Exercise aim: Starting at the line that contains "the woman's eyebrow" and ending with the last of the items, rewrite those lines with "boy's ear" renamed to "child's ear" and everything else left unchanged.
-- start Recorded information --
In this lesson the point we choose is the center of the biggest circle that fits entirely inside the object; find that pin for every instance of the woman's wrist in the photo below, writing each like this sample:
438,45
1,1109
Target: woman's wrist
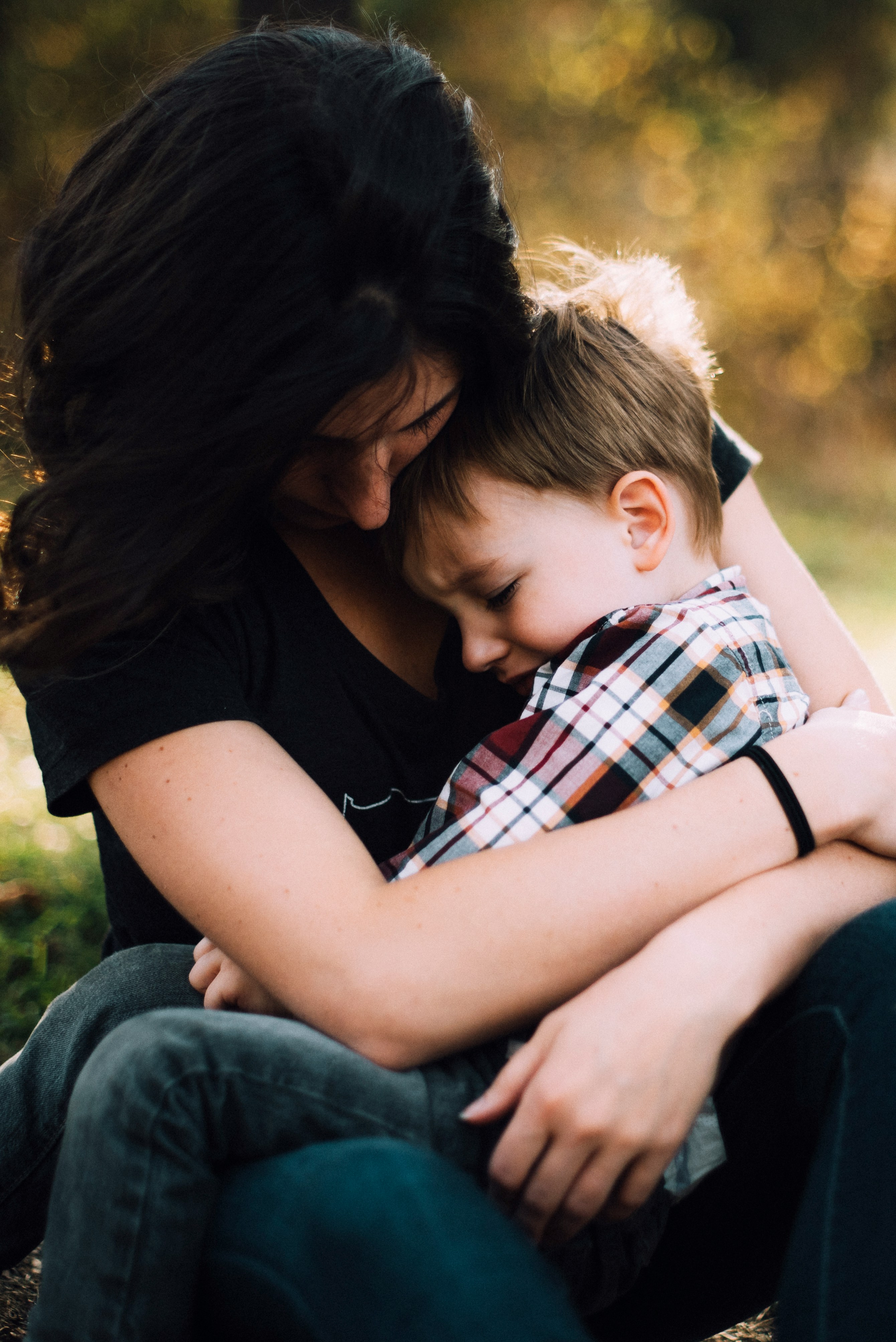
843,771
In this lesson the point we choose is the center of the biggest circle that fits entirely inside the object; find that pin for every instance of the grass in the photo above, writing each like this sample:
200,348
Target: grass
51,898
53,913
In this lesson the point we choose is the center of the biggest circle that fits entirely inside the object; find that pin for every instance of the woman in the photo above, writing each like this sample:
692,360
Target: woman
259,296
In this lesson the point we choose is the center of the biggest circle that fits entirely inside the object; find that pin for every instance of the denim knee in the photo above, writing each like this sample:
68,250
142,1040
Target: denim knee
135,1066
856,968
375,1239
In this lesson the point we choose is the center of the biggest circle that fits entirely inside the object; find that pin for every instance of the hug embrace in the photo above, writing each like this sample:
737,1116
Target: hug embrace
353,571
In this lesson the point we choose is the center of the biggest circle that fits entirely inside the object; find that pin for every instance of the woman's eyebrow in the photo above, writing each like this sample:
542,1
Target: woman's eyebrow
434,410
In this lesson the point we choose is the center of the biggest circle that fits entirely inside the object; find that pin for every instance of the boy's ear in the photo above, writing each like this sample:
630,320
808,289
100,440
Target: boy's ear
643,502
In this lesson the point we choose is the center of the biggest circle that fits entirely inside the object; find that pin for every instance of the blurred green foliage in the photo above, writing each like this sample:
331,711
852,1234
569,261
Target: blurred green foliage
53,913
756,144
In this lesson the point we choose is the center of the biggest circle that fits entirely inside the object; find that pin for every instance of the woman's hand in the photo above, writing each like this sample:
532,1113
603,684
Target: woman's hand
606,1093
227,987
-- end Recorded information --
Output for this exercise:
In this lesson the point we choose is the center of the biggest circle that fits entirely inside the object; find that pin for every instance of the woman's eyebrow in the photo above, writing each like this sample:
542,1
Target: woman's eyebrow
434,410
In this lesson the point we choose is the center of the biggest circle that fits entirely inside the object; find that pin for every instance of the child's ear in the photo above, writing each like this sample:
630,320
808,289
100,440
Target: child's ear
643,502
In this lesson the point we choose is the center of the biggest circle that fits entirely inside the object; find that pin for every instance of the blurred green foliage in the photo above, writing each like this sample:
331,711
852,1234
569,261
Target: blurred green foliage
53,913
756,144
In this lesson the point we choose is the center of the biggest circle that fits entirely inside the object; find that pin for every instance of the woman's hand in the photo above, writing each like this sample:
532,1113
603,684
Target: woman's hand
606,1093
227,987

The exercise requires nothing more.